#### [Task]
Reproduce every line of the listing below word for word, leaving out the pictures.

::: The data :::

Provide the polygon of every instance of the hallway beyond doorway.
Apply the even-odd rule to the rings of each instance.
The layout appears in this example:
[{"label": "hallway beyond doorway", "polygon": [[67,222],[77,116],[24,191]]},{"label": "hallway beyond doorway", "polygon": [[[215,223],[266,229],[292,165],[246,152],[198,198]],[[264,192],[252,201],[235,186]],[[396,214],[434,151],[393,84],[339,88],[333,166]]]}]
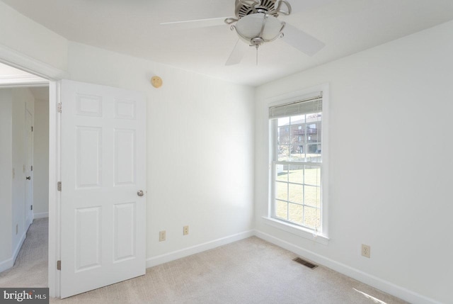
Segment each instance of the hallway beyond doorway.
[{"label": "hallway beyond doorway", "polygon": [[47,287],[49,218],[33,220],[14,266],[0,273],[1,287]]}]

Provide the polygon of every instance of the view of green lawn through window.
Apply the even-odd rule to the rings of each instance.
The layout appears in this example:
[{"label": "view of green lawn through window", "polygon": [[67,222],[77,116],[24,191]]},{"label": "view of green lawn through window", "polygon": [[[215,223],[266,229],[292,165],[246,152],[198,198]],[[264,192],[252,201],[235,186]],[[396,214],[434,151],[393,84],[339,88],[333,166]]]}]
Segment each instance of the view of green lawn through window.
[{"label": "view of green lawn through window", "polygon": [[299,115],[273,124],[274,217],[313,230],[321,225],[321,117]]}]

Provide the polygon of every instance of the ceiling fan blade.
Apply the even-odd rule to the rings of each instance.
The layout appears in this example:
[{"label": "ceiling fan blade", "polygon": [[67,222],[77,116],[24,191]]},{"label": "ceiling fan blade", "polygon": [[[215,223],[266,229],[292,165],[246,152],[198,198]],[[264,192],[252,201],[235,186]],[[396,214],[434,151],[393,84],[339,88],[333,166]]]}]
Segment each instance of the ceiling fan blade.
[{"label": "ceiling fan blade", "polygon": [[293,0],[288,1],[292,13],[300,13],[308,9],[329,4],[338,0]]},{"label": "ceiling fan blade", "polygon": [[287,23],[282,32],[283,41],[309,56],[313,56],[326,46],[322,41]]},{"label": "ceiling fan blade", "polygon": [[226,26],[224,21],[226,18],[228,17],[188,20],[185,21],[162,22],[159,23],[159,25],[179,29],[207,28],[210,26]]},{"label": "ceiling fan blade", "polygon": [[228,60],[225,62],[225,65],[237,64],[241,62],[241,60],[242,60],[242,58],[243,58],[243,56],[246,55],[246,52],[248,48],[248,45],[241,41],[240,39],[238,39],[238,41],[234,45],[234,48],[228,57]]}]

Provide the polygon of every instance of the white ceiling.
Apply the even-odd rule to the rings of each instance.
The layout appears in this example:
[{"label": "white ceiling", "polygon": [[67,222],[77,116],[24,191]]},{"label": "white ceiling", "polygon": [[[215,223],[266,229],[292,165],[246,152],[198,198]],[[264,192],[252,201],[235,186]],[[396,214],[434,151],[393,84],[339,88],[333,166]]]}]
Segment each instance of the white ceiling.
[{"label": "white ceiling", "polygon": [[309,57],[282,41],[251,47],[224,66],[237,40],[226,25],[182,29],[161,22],[234,16],[234,0],[1,0],[69,40],[257,86],[453,19],[452,0],[288,0],[279,18],[326,46]]}]

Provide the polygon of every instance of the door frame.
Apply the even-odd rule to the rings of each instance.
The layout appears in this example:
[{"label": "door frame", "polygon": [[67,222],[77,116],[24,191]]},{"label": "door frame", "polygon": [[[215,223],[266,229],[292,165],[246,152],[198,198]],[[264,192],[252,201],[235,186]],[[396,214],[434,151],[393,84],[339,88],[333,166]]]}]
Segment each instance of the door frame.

:::

#### [Task answer]
Provide the polygon of every instance of the hallway beyond doorway.
Apply the even-odd rule to the rings of each instance.
The layout appears in this example:
[{"label": "hallway beyond doorway", "polygon": [[67,222],[77,116],[24,191]]},{"label": "hallway beyond doorway", "polygon": [[[215,223],[266,229],[292,165],[246,152],[198,198]],[[264,192],[252,201],[235,186]],[[396,214],[434,151],[393,84],[339,88],[333,166]]]}]
Segment each instance of the hallway beyond doorway.
[{"label": "hallway beyond doorway", "polygon": [[47,287],[49,218],[33,220],[14,266],[0,273],[1,287]]}]

Provide the polygon of every instance of the view of green lawn through window.
Apply the even-odd rule to the rings of each instance.
The layout appears in this example:
[{"label": "view of green lawn through window", "polygon": [[67,222],[77,116],[24,191]]},{"label": "view of green lawn through window", "polygon": [[[215,223],[266,229],[292,165],[246,152],[198,198]],[[264,192],[252,201],[235,186]],[[396,214],[434,151],[393,84],[339,88],[333,166]]]}]
Segment each instance of the view of green lawn through window.
[{"label": "view of green lawn through window", "polygon": [[299,115],[273,124],[274,217],[313,230],[321,225],[321,117]]}]

Provide the polygon of every instance of the ceiling fan blade.
Apply the even-odd rule to the rings of each instance.
The layout appears in this example:
[{"label": "ceiling fan blade", "polygon": [[67,222],[77,116],[24,191]]},{"label": "ceiling fan blade", "polygon": [[[215,223],[266,229],[292,165],[246,152],[198,198]],[[264,192],[252,201],[235,186]],[[396,214],[434,151],[393,84],[339,88],[333,166]]]}]
Segment each instance of the ceiling fan blade.
[{"label": "ceiling fan blade", "polygon": [[293,0],[288,1],[292,13],[300,13],[308,9],[329,4],[338,0]]},{"label": "ceiling fan blade", "polygon": [[287,23],[282,32],[283,41],[309,56],[313,56],[326,46],[322,41]]},{"label": "ceiling fan blade", "polygon": [[226,26],[224,21],[226,18],[228,17],[188,20],[185,21],[162,22],[159,23],[159,25],[179,29],[207,28],[210,26]]},{"label": "ceiling fan blade", "polygon": [[228,60],[225,62],[225,65],[237,64],[241,62],[241,60],[242,60],[242,58],[243,58],[243,56],[246,55],[246,52],[248,48],[248,45],[241,41],[240,39],[238,39],[238,41],[234,45],[234,48],[228,57]]}]

Provide the polygon of every instance of the white ceiling.
Apply the even-odd rule to the rings of each instance.
The layout appears in this example:
[{"label": "white ceiling", "polygon": [[67,222],[77,116],[24,191]]},{"label": "white ceiling", "polygon": [[[215,223],[266,229],[292,165],[246,152],[198,198]],[[264,192],[252,201],[235,186]],[[396,214],[434,151],[393,84],[339,88],[333,166]]]}]
Segment each instance of the white ceiling.
[{"label": "white ceiling", "polygon": [[309,57],[282,41],[251,47],[224,66],[237,40],[226,25],[182,29],[161,22],[234,16],[234,0],[1,0],[69,40],[257,86],[453,19],[452,0],[288,0],[279,18],[326,46]]}]

Provide the polygon of every instance of the door frame.
Apply the even-odd rule to the rings of each instance.
The layout appears in this example:
[{"label": "door frame", "polygon": [[67,222],[77,116],[24,191]]},{"label": "door frame", "polygon": [[[215,223],[266,229],[292,165],[246,152],[198,198]],[[264,192],[252,201],[235,186]],[[396,214],[434,151],[393,84],[339,88],[333,166]]]}]
Segment each instance of the door frame.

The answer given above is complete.